## Action item
All of the data must be written out verbatim, with pictures excluded.
########################################
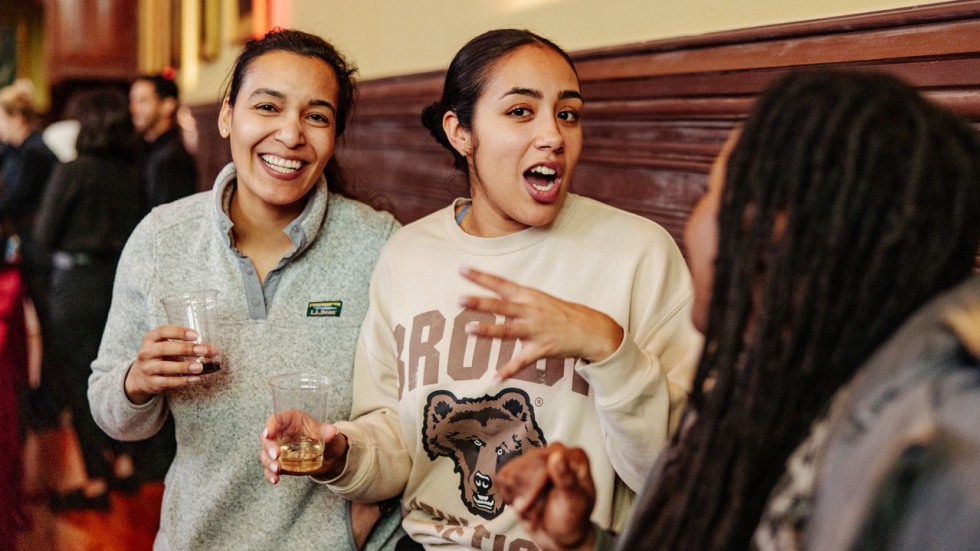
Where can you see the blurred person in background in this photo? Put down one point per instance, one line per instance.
(170, 170)
(90, 207)
(26, 168)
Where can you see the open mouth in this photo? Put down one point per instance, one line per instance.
(280, 165)
(483, 501)
(542, 178)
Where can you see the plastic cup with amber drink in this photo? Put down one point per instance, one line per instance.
(299, 402)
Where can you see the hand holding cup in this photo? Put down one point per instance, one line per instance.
(297, 434)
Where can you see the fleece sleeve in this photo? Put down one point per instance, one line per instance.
(127, 323)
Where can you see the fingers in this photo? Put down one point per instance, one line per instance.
(497, 284)
(268, 453)
(570, 469)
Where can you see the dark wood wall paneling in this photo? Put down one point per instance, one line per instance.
(88, 47)
(657, 112)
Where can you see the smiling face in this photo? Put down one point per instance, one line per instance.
(701, 236)
(525, 141)
(282, 130)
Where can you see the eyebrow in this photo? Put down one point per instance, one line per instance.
(279, 95)
(536, 94)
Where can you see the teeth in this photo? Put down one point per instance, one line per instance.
(281, 165)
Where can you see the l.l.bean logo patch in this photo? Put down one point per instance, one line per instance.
(327, 308)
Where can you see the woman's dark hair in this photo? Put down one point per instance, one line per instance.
(105, 124)
(849, 201)
(467, 75)
(309, 45)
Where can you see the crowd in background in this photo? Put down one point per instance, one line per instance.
(570, 383)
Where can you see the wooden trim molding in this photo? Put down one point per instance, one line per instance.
(658, 112)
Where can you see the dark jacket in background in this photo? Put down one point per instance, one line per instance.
(170, 170)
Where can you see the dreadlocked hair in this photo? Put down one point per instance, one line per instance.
(849, 201)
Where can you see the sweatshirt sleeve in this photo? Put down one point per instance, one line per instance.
(378, 461)
(641, 389)
(124, 331)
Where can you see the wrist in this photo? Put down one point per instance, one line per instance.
(134, 395)
(608, 340)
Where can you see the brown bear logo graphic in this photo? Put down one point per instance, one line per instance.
(480, 435)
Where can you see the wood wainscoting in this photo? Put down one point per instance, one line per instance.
(657, 113)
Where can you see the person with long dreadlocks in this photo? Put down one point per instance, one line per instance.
(844, 203)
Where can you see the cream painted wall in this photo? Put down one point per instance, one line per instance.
(390, 37)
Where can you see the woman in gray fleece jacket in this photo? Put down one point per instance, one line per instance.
(291, 259)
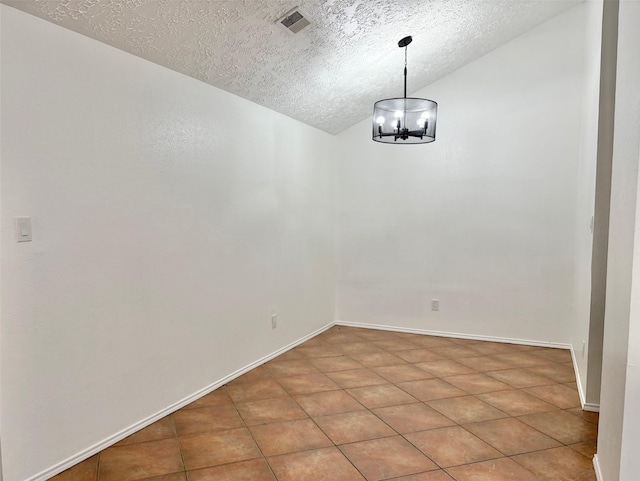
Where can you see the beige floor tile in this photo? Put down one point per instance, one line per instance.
########################################
## Expected output
Where can you see the blurred person in background in this photo? Put down one point per instance, one line per instance.
(170, 170)
(90, 207)
(26, 168)
Where can you see the open mouth in this photo? Put down one point per instance, one line per instance.
(280, 165)
(483, 501)
(542, 178)
Where can you see the plastic cup with amber drink in this photo? Put down one point per instance, one line per instance.
(299, 402)
Where can you see the hand holding cup in this photo? Put down one point per instance, one line per instance.
(297, 434)
Where can you see the fleece sleeve in this photo? Put down one point per instance, one line per instance.
(127, 323)
Where can you see the fingers in this photo? Put down one point per instance, one line per instance.
(497, 284)
(268, 453)
(570, 469)
Where can you see the dark wood wall paneling in this photo? Put down one point per instance, one line per instance.
(88, 47)
(657, 112)
Where can you see the smiling face in this photo? Put down one point per instance, one line per instance.
(701, 236)
(525, 141)
(282, 130)
Where can you see the eyebrow in this photo? Put down one point per instance, one line per instance.
(279, 95)
(536, 94)
Where can you see the teeth in this photo? Put down one point per instance, one line per instance.
(281, 165)
Where can you see the l.l.bean logo patch in this photo? Put down one point per instance, one line per instance.
(327, 308)
Where can you see the woman's dark hair in this photo? Put down one point per instance, one line per instance.
(105, 124)
(849, 201)
(467, 75)
(309, 45)
Where can you see the crowd in background in this photo? Put down one point per instance, one line per instance.
(570, 383)
Where can you see the wooden trim molding in this photo? Put down one point per instance, one line per instance.
(658, 112)
Where can you see the dark jacket in background in this photo? Put down one point per instance, one line per instance.
(170, 170)
Where can you see the dreadlocked hair in this photo? Put down one point per instance, one line per instance.
(849, 201)
Where can you see the sweatshirt sleeve in this photo? Put down one point per instance, one line per instance.
(378, 461)
(641, 389)
(124, 331)
Where can you see the wrist in this photo? Put down one point per instance, one line per instance.
(134, 395)
(608, 340)
Where can you see the brown bear logo graphic in this photo? Put down one point per instance, one line per instance.
(480, 435)
Where can you see the wood wainscoting in this photo? Put down one point per instance, one line per instance.
(657, 113)
Where can you see the person with long dreadlocks in this photo? Put down one point per instance, one line per instance.
(844, 203)
Where can you see the cream painted wall in this photo? Put down one point per instance, one line per instance.
(390, 37)
Where can you see the woman in gray fleece jacket in this photo? Put down one point per instance, one line per instance.
(291, 259)
Where can you see the beige floor tile in this photo? Put down one point per instance, one line per instance.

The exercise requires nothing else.